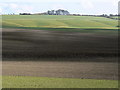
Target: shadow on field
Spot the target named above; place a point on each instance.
(31, 44)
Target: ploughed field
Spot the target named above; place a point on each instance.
(60, 47)
(46, 53)
(62, 69)
(36, 44)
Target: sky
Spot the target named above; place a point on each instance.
(73, 6)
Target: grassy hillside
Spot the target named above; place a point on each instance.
(44, 82)
(45, 21)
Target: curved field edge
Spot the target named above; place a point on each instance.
(46, 21)
(45, 82)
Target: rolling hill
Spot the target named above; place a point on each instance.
(49, 21)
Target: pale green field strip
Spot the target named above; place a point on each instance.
(50, 21)
(45, 82)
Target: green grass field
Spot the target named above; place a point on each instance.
(44, 82)
(85, 24)
(46, 21)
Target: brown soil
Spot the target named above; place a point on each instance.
(89, 70)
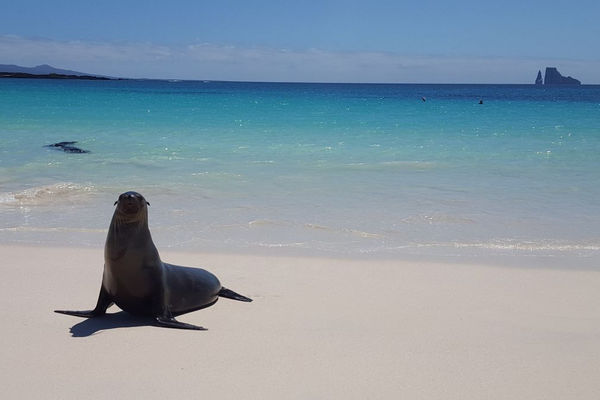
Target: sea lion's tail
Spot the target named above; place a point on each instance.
(230, 294)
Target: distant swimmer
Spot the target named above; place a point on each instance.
(67, 147)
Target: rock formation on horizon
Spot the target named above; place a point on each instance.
(553, 77)
(538, 80)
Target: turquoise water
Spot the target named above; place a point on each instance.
(306, 168)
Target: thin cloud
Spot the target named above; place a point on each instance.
(222, 62)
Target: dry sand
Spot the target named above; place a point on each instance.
(317, 329)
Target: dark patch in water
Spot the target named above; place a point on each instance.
(67, 147)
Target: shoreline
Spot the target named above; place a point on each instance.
(318, 328)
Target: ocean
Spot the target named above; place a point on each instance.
(343, 170)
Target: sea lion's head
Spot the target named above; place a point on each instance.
(132, 206)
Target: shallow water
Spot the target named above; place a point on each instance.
(306, 168)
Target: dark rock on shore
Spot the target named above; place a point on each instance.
(553, 77)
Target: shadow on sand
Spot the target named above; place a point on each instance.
(120, 319)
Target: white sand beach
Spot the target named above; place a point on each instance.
(317, 329)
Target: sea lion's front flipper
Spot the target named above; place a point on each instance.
(104, 301)
(173, 323)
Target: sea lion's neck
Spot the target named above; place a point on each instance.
(126, 233)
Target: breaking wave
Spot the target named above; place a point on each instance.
(63, 192)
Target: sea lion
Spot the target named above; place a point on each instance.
(136, 280)
(67, 147)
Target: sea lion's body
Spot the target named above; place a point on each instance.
(136, 279)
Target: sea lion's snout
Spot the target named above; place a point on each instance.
(131, 202)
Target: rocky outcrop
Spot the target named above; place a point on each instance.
(553, 77)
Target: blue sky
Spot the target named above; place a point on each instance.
(349, 41)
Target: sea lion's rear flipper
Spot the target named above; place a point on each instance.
(104, 301)
(230, 294)
(83, 314)
(173, 323)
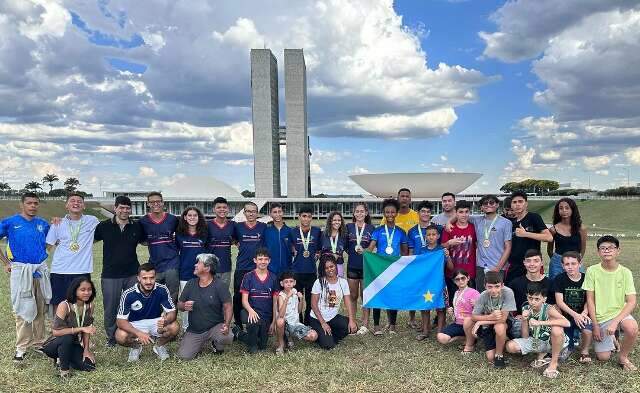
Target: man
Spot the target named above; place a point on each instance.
(146, 315)
(528, 231)
(277, 237)
(220, 238)
(29, 283)
(208, 301)
(448, 209)
(121, 236)
(159, 230)
(73, 238)
(250, 237)
(407, 218)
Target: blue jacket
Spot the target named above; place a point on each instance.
(279, 244)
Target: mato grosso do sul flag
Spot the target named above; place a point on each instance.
(413, 282)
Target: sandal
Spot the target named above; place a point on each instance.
(551, 374)
(538, 363)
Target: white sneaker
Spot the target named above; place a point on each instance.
(161, 351)
(134, 354)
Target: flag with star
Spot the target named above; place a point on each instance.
(413, 282)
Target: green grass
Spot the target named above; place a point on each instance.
(359, 364)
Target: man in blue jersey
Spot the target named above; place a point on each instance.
(146, 316)
(278, 240)
(250, 237)
(221, 232)
(305, 242)
(29, 283)
(159, 228)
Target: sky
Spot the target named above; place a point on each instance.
(148, 94)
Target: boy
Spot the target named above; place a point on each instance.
(259, 289)
(490, 314)
(432, 234)
(611, 297)
(290, 306)
(542, 330)
(571, 300)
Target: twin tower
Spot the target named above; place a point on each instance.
(268, 134)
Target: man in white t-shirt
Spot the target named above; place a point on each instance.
(73, 256)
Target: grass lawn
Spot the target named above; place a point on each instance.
(359, 364)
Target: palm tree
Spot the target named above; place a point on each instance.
(71, 184)
(50, 178)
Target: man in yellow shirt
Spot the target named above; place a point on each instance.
(611, 298)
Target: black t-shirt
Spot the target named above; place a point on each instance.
(532, 222)
(519, 288)
(207, 304)
(119, 257)
(572, 293)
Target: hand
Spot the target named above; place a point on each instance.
(520, 231)
(326, 328)
(253, 316)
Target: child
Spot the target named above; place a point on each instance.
(611, 297)
(259, 291)
(432, 235)
(542, 330)
(490, 314)
(290, 306)
(463, 302)
(571, 299)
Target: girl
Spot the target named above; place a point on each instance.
(334, 240)
(358, 239)
(463, 301)
(72, 327)
(191, 238)
(568, 234)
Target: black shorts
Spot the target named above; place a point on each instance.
(355, 274)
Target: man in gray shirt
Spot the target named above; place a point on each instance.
(208, 302)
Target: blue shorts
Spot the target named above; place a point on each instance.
(453, 330)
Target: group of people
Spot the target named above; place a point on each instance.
(291, 281)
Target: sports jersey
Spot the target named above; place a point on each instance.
(163, 251)
(355, 259)
(249, 240)
(302, 264)
(27, 238)
(261, 292)
(189, 246)
(220, 239)
(136, 306)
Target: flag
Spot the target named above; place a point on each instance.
(413, 282)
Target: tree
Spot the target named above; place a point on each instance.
(71, 184)
(50, 178)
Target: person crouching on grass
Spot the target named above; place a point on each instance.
(290, 306)
(542, 330)
(463, 302)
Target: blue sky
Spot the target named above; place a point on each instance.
(148, 95)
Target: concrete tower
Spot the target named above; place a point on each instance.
(265, 112)
(295, 86)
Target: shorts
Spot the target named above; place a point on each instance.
(453, 330)
(297, 330)
(355, 274)
(149, 326)
(606, 345)
(526, 345)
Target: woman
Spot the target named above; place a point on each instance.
(68, 345)
(326, 295)
(568, 234)
(358, 237)
(191, 238)
(334, 240)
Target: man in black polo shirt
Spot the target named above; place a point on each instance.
(120, 264)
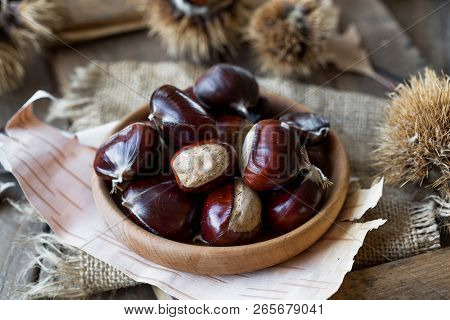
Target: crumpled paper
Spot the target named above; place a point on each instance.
(54, 170)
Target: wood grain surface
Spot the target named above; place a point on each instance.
(228, 260)
(426, 42)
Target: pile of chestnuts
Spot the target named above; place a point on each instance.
(198, 170)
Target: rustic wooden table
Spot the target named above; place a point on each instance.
(415, 33)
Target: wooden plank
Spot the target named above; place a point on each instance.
(140, 292)
(432, 35)
(396, 60)
(13, 227)
(392, 53)
(421, 277)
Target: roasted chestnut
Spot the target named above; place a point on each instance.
(190, 92)
(310, 127)
(231, 215)
(292, 206)
(181, 119)
(226, 86)
(270, 156)
(204, 165)
(159, 206)
(131, 151)
(232, 129)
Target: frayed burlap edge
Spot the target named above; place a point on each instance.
(65, 271)
(441, 208)
(84, 83)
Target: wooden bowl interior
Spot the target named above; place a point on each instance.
(234, 259)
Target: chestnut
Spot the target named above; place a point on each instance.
(159, 206)
(270, 156)
(181, 119)
(131, 151)
(231, 215)
(310, 127)
(204, 165)
(232, 129)
(226, 86)
(291, 207)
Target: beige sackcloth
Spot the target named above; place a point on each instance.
(103, 92)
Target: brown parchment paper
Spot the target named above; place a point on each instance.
(54, 170)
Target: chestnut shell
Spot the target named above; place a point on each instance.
(216, 216)
(293, 206)
(232, 129)
(134, 150)
(270, 156)
(159, 206)
(228, 172)
(181, 119)
(227, 86)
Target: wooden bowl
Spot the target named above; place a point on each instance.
(236, 259)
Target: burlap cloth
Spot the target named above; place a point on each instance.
(103, 92)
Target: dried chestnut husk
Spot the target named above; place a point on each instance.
(226, 86)
(232, 129)
(270, 156)
(310, 127)
(204, 165)
(231, 215)
(159, 206)
(131, 151)
(292, 206)
(181, 119)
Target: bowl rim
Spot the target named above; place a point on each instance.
(334, 198)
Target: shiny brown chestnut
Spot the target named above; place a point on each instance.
(159, 206)
(310, 127)
(232, 129)
(181, 119)
(270, 156)
(231, 215)
(203, 165)
(131, 151)
(226, 86)
(190, 92)
(293, 206)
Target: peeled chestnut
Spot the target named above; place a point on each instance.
(310, 127)
(232, 129)
(131, 151)
(204, 165)
(159, 206)
(231, 215)
(227, 86)
(293, 206)
(181, 119)
(270, 156)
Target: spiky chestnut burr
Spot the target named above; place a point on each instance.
(414, 141)
(198, 29)
(290, 36)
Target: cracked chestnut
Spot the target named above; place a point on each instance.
(293, 206)
(226, 86)
(231, 215)
(159, 206)
(131, 151)
(269, 156)
(232, 129)
(204, 165)
(181, 119)
(310, 127)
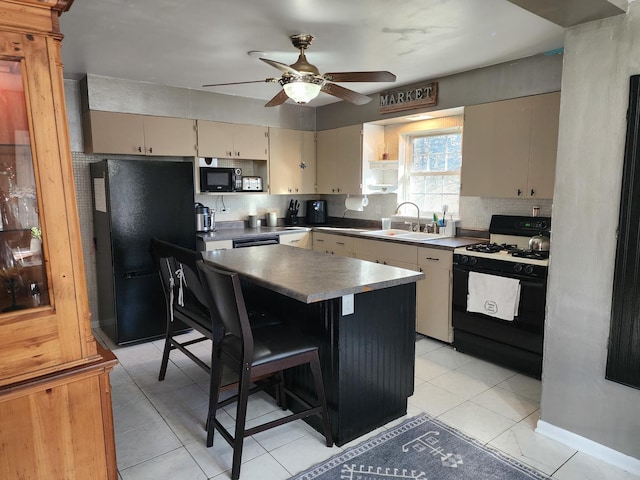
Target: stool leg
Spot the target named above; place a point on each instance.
(241, 416)
(322, 399)
(214, 394)
(167, 349)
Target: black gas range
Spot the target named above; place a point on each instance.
(515, 342)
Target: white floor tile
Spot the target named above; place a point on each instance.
(139, 445)
(527, 446)
(462, 385)
(425, 345)
(477, 421)
(448, 357)
(187, 397)
(506, 403)
(528, 387)
(260, 468)
(427, 370)
(434, 400)
(133, 415)
(584, 467)
(281, 435)
(304, 453)
(218, 458)
(176, 465)
(486, 372)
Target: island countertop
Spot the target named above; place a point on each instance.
(308, 276)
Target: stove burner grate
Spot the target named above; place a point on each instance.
(491, 247)
(533, 254)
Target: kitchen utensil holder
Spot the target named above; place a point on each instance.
(290, 219)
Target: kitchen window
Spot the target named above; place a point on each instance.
(432, 163)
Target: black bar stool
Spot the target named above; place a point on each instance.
(262, 352)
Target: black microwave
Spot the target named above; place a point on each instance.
(220, 179)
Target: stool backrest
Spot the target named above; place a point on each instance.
(226, 302)
(173, 261)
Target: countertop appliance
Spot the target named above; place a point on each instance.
(135, 200)
(205, 219)
(516, 343)
(316, 212)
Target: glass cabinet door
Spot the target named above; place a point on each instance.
(23, 282)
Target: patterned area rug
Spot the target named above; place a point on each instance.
(421, 448)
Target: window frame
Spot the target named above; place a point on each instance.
(406, 160)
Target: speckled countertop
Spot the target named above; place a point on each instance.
(309, 276)
(447, 243)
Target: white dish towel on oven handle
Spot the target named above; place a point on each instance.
(492, 295)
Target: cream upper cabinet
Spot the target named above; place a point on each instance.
(509, 148)
(292, 161)
(339, 160)
(231, 140)
(130, 134)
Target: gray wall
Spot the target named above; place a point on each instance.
(599, 58)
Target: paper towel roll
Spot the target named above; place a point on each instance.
(355, 204)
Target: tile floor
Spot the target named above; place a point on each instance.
(159, 425)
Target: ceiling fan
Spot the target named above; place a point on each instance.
(302, 81)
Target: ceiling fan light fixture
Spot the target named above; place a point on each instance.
(301, 89)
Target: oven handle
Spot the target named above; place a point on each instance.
(527, 281)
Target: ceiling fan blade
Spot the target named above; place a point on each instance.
(379, 76)
(267, 80)
(345, 94)
(279, 99)
(281, 66)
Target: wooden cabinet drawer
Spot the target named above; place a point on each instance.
(406, 254)
(329, 243)
(435, 257)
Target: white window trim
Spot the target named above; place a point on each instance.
(404, 158)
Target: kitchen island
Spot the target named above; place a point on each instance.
(362, 315)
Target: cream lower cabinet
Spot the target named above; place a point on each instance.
(130, 134)
(292, 161)
(296, 239)
(433, 294)
(386, 253)
(334, 244)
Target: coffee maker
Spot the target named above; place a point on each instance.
(205, 219)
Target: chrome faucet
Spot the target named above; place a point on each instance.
(417, 208)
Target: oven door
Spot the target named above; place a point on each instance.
(516, 344)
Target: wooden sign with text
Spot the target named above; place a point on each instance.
(408, 98)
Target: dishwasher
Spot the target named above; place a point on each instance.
(255, 241)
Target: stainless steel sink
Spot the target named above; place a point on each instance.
(404, 235)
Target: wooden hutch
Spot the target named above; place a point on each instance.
(55, 398)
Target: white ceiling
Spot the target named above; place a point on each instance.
(188, 44)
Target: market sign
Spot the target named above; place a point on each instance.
(408, 98)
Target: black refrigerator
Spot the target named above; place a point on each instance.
(134, 201)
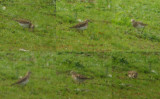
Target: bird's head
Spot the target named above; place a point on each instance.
(72, 72)
(132, 20)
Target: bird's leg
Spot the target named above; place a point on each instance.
(142, 30)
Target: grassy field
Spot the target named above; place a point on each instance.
(106, 51)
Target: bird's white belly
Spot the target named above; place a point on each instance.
(25, 82)
(140, 26)
(83, 28)
(24, 25)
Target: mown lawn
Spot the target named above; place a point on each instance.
(106, 51)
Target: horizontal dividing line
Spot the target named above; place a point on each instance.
(27, 4)
(131, 52)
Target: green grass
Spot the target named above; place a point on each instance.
(106, 51)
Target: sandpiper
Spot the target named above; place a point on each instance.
(138, 24)
(132, 74)
(77, 77)
(81, 25)
(25, 23)
(24, 80)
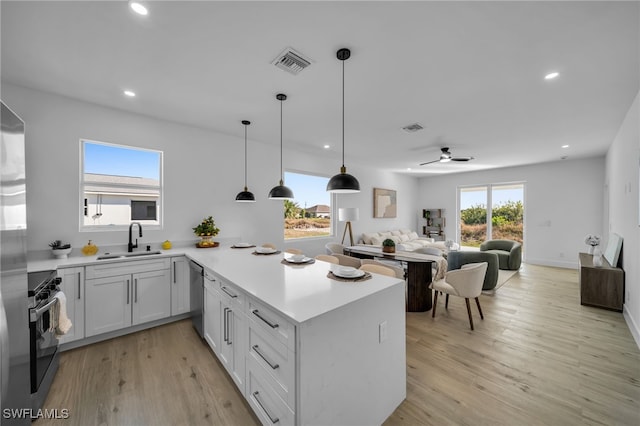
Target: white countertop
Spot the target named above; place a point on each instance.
(300, 292)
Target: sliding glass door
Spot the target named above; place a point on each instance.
(503, 220)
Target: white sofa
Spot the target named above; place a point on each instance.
(405, 239)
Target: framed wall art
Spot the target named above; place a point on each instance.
(384, 203)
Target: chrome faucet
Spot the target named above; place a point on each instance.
(131, 246)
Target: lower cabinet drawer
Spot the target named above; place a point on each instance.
(267, 405)
(276, 362)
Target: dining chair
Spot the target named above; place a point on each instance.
(465, 282)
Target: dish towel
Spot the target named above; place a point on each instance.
(62, 321)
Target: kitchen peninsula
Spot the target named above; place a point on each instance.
(307, 349)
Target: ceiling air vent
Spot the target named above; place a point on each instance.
(291, 61)
(412, 128)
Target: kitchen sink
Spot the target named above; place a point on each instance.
(107, 256)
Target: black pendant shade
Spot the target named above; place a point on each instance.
(343, 182)
(245, 196)
(281, 192)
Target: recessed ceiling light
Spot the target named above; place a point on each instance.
(138, 7)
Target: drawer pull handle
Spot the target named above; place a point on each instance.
(269, 323)
(230, 294)
(228, 320)
(226, 332)
(255, 348)
(255, 396)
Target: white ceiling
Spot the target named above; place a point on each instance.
(472, 73)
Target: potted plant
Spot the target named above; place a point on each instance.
(59, 250)
(206, 230)
(389, 246)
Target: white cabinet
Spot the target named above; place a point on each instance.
(73, 287)
(226, 326)
(212, 316)
(180, 298)
(120, 295)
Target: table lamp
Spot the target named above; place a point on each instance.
(348, 214)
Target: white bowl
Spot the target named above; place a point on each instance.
(61, 253)
(347, 270)
(265, 249)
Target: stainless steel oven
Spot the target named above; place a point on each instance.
(43, 343)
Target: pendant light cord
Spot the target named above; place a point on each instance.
(281, 173)
(245, 157)
(342, 113)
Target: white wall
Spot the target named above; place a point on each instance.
(203, 172)
(622, 179)
(563, 203)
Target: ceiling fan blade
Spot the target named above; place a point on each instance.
(429, 162)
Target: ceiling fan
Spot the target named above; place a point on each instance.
(445, 157)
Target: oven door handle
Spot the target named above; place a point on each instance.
(36, 313)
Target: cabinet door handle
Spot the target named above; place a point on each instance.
(273, 420)
(224, 320)
(226, 291)
(229, 318)
(255, 348)
(269, 323)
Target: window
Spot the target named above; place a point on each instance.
(119, 184)
(143, 210)
(502, 220)
(309, 214)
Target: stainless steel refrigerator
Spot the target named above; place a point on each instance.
(14, 325)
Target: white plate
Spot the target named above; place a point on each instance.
(357, 274)
(303, 260)
(242, 245)
(265, 250)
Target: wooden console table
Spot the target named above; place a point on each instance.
(601, 287)
(418, 275)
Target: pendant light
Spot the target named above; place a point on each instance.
(343, 182)
(281, 192)
(245, 196)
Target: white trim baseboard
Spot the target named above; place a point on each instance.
(633, 326)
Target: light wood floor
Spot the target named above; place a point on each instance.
(538, 358)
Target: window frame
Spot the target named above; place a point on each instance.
(134, 196)
(333, 211)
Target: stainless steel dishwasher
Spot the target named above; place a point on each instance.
(196, 284)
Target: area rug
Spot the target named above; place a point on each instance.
(503, 277)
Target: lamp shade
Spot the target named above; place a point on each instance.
(348, 214)
(280, 192)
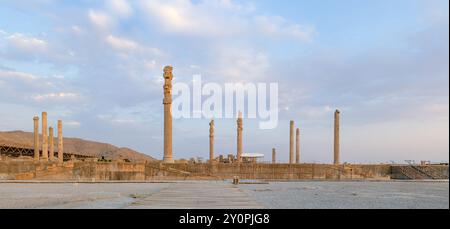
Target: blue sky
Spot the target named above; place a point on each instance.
(98, 64)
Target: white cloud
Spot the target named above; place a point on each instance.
(239, 63)
(221, 18)
(279, 27)
(76, 29)
(56, 96)
(26, 43)
(120, 7)
(121, 43)
(72, 123)
(100, 19)
(17, 75)
(207, 18)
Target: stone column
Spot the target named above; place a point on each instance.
(274, 156)
(168, 76)
(291, 143)
(211, 141)
(36, 138)
(240, 128)
(336, 137)
(297, 146)
(44, 137)
(51, 148)
(60, 143)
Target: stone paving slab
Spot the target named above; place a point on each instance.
(201, 195)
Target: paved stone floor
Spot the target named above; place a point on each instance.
(219, 194)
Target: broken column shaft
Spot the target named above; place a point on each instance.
(274, 156)
(60, 143)
(240, 128)
(291, 143)
(336, 137)
(168, 76)
(51, 148)
(297, 146)
(36, 138)
(211, 141)
(44, 137)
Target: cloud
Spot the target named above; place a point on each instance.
(100, 19)
(121, 43)
(278, 27)
(72, 123)
(21, 46)
(56, 96)
(120, 8)
(218, 18)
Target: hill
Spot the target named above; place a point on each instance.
(78, 146)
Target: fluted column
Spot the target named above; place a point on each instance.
(36, 138)
(291, 143)
(297, 146)
(336, 137)
(240, 128)
(168, 76)
(211, 141)
(44, 137)
(51, 148)
(60, 143)
(274, 156)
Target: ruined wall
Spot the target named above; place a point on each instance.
(288, 171)
(121, 171)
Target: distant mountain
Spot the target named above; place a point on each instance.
(78, 146)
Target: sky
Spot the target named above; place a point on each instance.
(97, 65)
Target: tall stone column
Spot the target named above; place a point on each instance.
(36, 138)
(297, 146)
(168, 76)
(274, 156)
(211, 141)
(336, 137)
(60, 143)
(291, 143)
(51, 148)
(44, 137)
(240, 128)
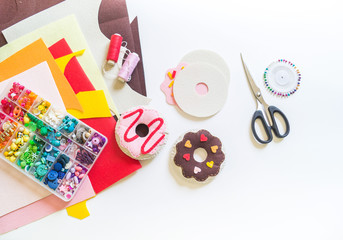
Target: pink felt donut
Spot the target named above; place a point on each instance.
(131, 140)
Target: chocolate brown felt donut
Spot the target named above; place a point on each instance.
(184, 155)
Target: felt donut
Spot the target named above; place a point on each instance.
(183, 155)
(140, 133)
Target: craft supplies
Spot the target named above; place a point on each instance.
(270, 124)
(141, 133)
(195, 103)
(129, 65)
(282, 78)
(44, 142)
(114, 49)
(199, 84)
(168, 83)
(199, 156)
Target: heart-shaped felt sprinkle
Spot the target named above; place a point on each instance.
(214, 148)
(203, 138)
(188, 144)
(186, 156)
(197, 170)
(210, 164)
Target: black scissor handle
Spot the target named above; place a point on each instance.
(259, 115)
(272, 110)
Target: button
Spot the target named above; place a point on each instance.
(52, 175)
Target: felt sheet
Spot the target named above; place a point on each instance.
(123, 96)
(19, 190)
(94, 105)
(79, 210)
(13, 11)
(43, 208)
(30, 56)
(139, 68)
(113, 164)
(125, 166)
(73, 71)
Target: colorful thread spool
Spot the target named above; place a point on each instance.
(15, 91)
(282, 78)
(114, 49)
(128, 67)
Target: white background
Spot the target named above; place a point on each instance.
(290, 189)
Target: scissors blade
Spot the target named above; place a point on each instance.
(254, 88)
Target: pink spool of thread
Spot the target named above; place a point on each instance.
(128, 67)
(114, 49)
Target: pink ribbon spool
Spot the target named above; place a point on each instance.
(128, 67)
(114, 49)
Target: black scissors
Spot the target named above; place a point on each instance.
(261, 112)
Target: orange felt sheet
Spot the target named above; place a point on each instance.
(29, 57)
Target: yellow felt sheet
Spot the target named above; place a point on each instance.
(94, 105)
(69, 29)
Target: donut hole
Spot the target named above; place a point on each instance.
(200, 154)
(201, 88)
(142, 130)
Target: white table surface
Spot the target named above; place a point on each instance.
(290, 189)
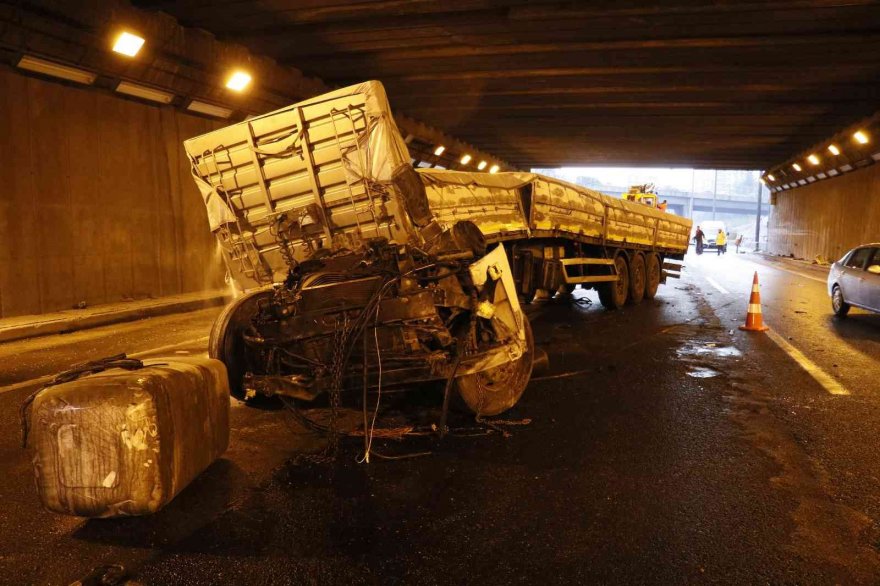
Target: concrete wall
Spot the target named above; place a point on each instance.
(827, 217)
(96, 201)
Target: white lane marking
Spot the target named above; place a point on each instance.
(44, 379)
(717, 285)
(813, 369)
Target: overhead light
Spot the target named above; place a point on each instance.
(142, 91)
(128, 44)
(57, 70)
(209, 109)
(238, 81)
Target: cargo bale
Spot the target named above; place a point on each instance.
(126, 442)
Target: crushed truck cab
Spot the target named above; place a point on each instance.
(362, 273)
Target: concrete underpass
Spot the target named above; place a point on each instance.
(656, 444)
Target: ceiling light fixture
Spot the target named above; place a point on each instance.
(142, 91)
(128, 44)
(209, 109)
(238, 81)
(57, 70)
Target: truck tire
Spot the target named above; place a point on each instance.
(840, 307)
(498, 389)
(636, 278)
(226, 343)
(652, 275)
(613, 295)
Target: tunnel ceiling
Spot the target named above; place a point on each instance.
(725, 84)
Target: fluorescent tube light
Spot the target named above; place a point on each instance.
(57, 70)
(142, 91)
(209, 109)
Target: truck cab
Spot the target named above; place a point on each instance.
(643, 194)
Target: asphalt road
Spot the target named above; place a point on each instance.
(662, 445)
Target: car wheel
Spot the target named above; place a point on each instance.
(840, 307)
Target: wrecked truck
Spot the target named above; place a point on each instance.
(361, 273)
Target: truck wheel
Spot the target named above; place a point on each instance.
(636, 278)
(226, 343)
(652, 275)
(840, 307)
(613, 295)
(498, 389)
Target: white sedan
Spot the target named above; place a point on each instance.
(854, 280)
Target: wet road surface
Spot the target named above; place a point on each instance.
(662, 445)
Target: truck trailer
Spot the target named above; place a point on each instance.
(362, 273)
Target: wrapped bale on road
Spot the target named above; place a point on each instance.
(126, 442)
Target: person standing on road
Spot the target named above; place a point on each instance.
(721, 242)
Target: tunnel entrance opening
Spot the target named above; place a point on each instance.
(728, 196)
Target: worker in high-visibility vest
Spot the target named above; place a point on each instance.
(721, 242)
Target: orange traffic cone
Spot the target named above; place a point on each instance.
(754, 319)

|---|

## [Challenge]
Reproduce the final stretch of the data above: every line from the one holding "Target: wet road surface" through the end, inclusive, exactly as written and nothing else.

## [Reply to the exercise]
Target: wet road surface
Spot the target named above; place a point on each instance.
(662, 445)
Target: truck trailer
Spot the target named above; place a point on each instance.
(362, 273)
Target: wrapped bale on road
Spot the target named above; place a point on each instance.
(126, 442)
Target: person standing on road
Spot the target named above; place a point on each instance.
(721, 242)
Target: tunnel entrance opening
Spot the target named above; place a point on each instance.
(728, 196)
Target: worker in high-visibility vest
Spot the target named above; place a point on each instance.
(721, 242)
Target: orange traffic cone
Spot the target named above; place a point on each instance.
(754, 319)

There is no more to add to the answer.